## Exercise tasks
A. Reproduce the part of the Shelta notes starting with "[ _5 _5 _5 _3 ] Push" and going on through "an inline proc.".
B. Answer these questions from the Shelta notes:
(i) What does `_88` insert?
(ii) When : is used instead of = after ], how does the compiler treat the block?
(iii) When is an empty block such as `[ ]=label` defined to produce sensible results?

What are some common syntactic idioms in Shelta?
[ `ABC ] Push pointer to string.
[ _5 _5 _5 _3 ] Push pointer to byte array.
[ __1234 __9999 ] Push pointer to word array.
[ _5 _5 ]=my-data Name a byte array.
[ _^my-data ]=my-refs Name an array of references to data.
_88 Insert anonymous inline machine code.
[ _88 ]:xyz Define xyz as inline machine code.
xyz Insert named inline machine code.
[ bar baz ]:foo Declare 'foo' as an inline proc
foo Insert 'foo' as an inline proc.
[ ]=bar Define named label.
Where do you use : instead of = after ]?
Originally, Shelta did not distinguish between blocks used as
updatable stores, subroutines, or templates for inlined instructions.
As such, it would include all of them into the resulting executable,
even the blocks only used at compile-time to define inline instructions.
By using : instead of = after ], the Shelta compiler will treat the
block as containing information which is only used at compile-time.
This is essentially a contract between the programmer and the compiler;
the programmer promises not to expect the ^Name or _^Name syntax to work
on the block, and the compiler ensures the block does not show up
extraneously in the resulting executable.
What are some of the quirks of Shelta?
Shelta's lambda syntax is not uniform. On the top level, an empty
block such as this:
[ ]=label
is not necessarily defined to actually work. It is only defined to
produce sensible results when nested within another block like this:
[ [ ]=label foo ]=block
Also, this is NOT the same thing as saying:
[ [ foo ]=block1 bar ]=block2
This linearizes block1 out of block2, almost as if you had said
[ foo ]=block1 [ bar ]=block2
Except that the identifier block1 is 'supposed' to be local to block2
(it ISN'T, but it might be good programming practice to treat it that
way anyway! :-)
To make things even worse, nesting more than two levels deep like so
[ foo [ bar [ baz ] quuz ] phlef ]
probably doesn't do what you expect. Feel free to experiment, though.

## Data

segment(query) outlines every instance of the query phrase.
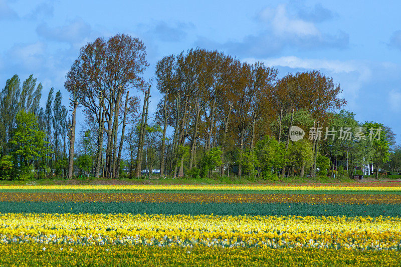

## Worked solutions
A.
[ _5 _5 _5 _3 ] Push pointer to byte array.
[ __1234 __9999 ] Push pointer to word array.
[ _5 _5 ]=my-data Name a byte array.
[ _^my-data ]=my-refs Name an array of references to data.
_88 Insert anonymous inline machine code.
[ _88 ]:xyz Define xyz as inline machine code.
xyz Insert named inline machine code.
[ bar baz ]:foo Declare 'foo' as an inline proc
foo Insert 'foo' as an inline proc.

B.
(i) Anonymous inline machine code.
(ii) As containing information that is only used at compile-time.
(iii) When it is nested within another block.